◆ AIM OF THE TASK:
Print all the records exactly, please.

◆ GIVEN DATA:
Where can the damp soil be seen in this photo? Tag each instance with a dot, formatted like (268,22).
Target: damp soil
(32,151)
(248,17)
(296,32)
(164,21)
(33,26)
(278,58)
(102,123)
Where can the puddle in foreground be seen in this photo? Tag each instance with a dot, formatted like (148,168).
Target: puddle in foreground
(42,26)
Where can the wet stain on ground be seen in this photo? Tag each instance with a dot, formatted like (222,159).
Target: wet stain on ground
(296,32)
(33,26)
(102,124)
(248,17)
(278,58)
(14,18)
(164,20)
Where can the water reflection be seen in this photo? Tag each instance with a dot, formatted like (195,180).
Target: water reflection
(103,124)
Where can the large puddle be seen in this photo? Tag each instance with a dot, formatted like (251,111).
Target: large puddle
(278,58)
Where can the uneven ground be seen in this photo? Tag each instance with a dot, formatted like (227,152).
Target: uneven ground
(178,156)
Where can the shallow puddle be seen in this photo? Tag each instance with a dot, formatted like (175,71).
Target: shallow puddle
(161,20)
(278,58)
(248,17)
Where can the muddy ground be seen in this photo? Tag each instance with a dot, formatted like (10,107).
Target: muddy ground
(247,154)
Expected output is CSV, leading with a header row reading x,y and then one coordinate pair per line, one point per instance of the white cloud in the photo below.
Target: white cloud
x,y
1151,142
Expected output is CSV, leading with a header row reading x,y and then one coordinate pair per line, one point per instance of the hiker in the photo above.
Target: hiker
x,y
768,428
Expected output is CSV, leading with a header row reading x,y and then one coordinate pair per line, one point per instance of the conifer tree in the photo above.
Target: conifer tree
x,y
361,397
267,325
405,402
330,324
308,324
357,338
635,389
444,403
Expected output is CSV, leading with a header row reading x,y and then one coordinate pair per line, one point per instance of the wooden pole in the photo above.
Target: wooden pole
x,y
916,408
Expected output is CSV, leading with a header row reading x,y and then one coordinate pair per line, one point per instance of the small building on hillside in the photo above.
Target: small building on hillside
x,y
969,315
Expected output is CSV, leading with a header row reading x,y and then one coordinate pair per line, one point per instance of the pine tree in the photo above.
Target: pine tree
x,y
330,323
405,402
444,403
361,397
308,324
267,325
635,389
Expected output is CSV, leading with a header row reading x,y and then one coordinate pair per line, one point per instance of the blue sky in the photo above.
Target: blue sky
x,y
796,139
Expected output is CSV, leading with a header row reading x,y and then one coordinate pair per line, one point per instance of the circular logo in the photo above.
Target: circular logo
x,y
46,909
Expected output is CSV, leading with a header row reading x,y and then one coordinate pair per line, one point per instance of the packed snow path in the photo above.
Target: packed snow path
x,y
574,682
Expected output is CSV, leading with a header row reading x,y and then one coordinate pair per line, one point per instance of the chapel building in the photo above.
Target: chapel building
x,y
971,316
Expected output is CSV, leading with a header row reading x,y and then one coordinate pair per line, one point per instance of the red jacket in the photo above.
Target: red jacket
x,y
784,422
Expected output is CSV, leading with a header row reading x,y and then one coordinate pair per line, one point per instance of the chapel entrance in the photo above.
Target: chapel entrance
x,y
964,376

◆ RESULT OF THIS EXERCISE:
Where can the damp soil be seen in this photo? Tag each instance with a dot, formatted like (268,22).
Target: damp soil
(32,151)
(248,17)
(296,32)
(164,21)
(33,26)
(278,58)
(102,123)
Where can the puddle in foreground be seen in this photo? Tag each instance with a dot, formatted like (148,168).
Target: puddle in foreground
(42,26)
Where can the wet stain on ground be seen in this photo? Tag each instance with a dot, formatted like (222,159).
Target: wet stain on ground
(296,32)
(33,26)
(102,124)
(248,17)
(278,58)
(14,18)
(164,20)
Where can the water reflection be seen in this photo? Tag each instance with a dot, formatted like (195,180).
Target: water reflection
(103,124)
Where can the large puddle be seen in this photo? Tag each instance with a dot, formatted like (251,111).
Target: large puddle
(278,58)
Where can the uneven ground be seen in this photo? Tag each instance with a dot, formatted like (227,152).
Target: uneven ground
(178,156)
Where can the shallow puddle be seen in this photo? Tag each instance with a dot, formatted like (175,71).
Target: shallow puddle
(161,20)
(278,58)
(248,17)
Where can the muddy ground be seen in this photo? Tag each instance with a dot, formatted like (10,107).
Target: muddy ground
(247,154)
Expected output is CSV, leading with a header row reading x,y and then one coordinate pair per line, one point per instance of the white cloud in the photo below.
Target: white cloud
x,y
1151,142
Expected output is CSV, leading with a header row reading x,y and then one coordinate pair per line, one point per instance of the hiker in the photo above.
Target: hiker
x,y
768,428
Expected output is CSV, leading with a header row reading x,y and then one coordinate pair per line, one point per instance of the conifer tree in the photo above.
Target: conifer tree
x,y
361,397
267,325
405,402
330,324
308,324
357,338
635,389
444,403
Expected output is CSV, leading with a header row reading x,y and then one coordinate pair per line, one point per instance of the wooden pole in the photo above.
Target: wooden pole
x,y
916,408
Expected output is CSV, leading with a header row reading x,y and then one coordinate pair per line, one point per instance of the small building on hillside in the photo above.
Target: small building on hillside
x,y
969,315
Expected output is CSV, leading with a header row reading x,y and then one coordinate pair per line, one point per instance of the pine tree in the photo above.
Target: pine tree
x,y
330,323
405,402
444,403
361,397
308,324
267,325
635,389
Expected output is CSV, leading with a header row reading x,y and then one coordinate pair per line, one point per instance of the blue sky in the photo above.
Target: blue sky
x,y
796,139
Expected output is CSV, leading with a header row reading x,y and then one coordinate pair per line, one point per instance of the circular logo in the photo above.
Target: circular logo
x,y
46,909
Expected output is CSV, leading with a header row reading x,y and then one coordinate pair per line, one point per instance of the packed snow path in the photo above.
Target: packed snow path
x,y
574,682
Expected output is CSV, leading with a header row reading x,y and then one coordinate pair per line, one point per instance of the chapel building in the photo above.
Target: chapel building
x,y
971,316
Expected output is CSV, leading with a header row reading x,y and then one coordinate pair per line, one point per instance of the red jacket in the photo above.
Target: red jacket
x,y
784,422
Expected output is CSV, leading with a header row reading x,y and then one coordinate pair per line, one point per instance of the chapel entrance in the photo above.
Target: chapel entrance
x,y
964,376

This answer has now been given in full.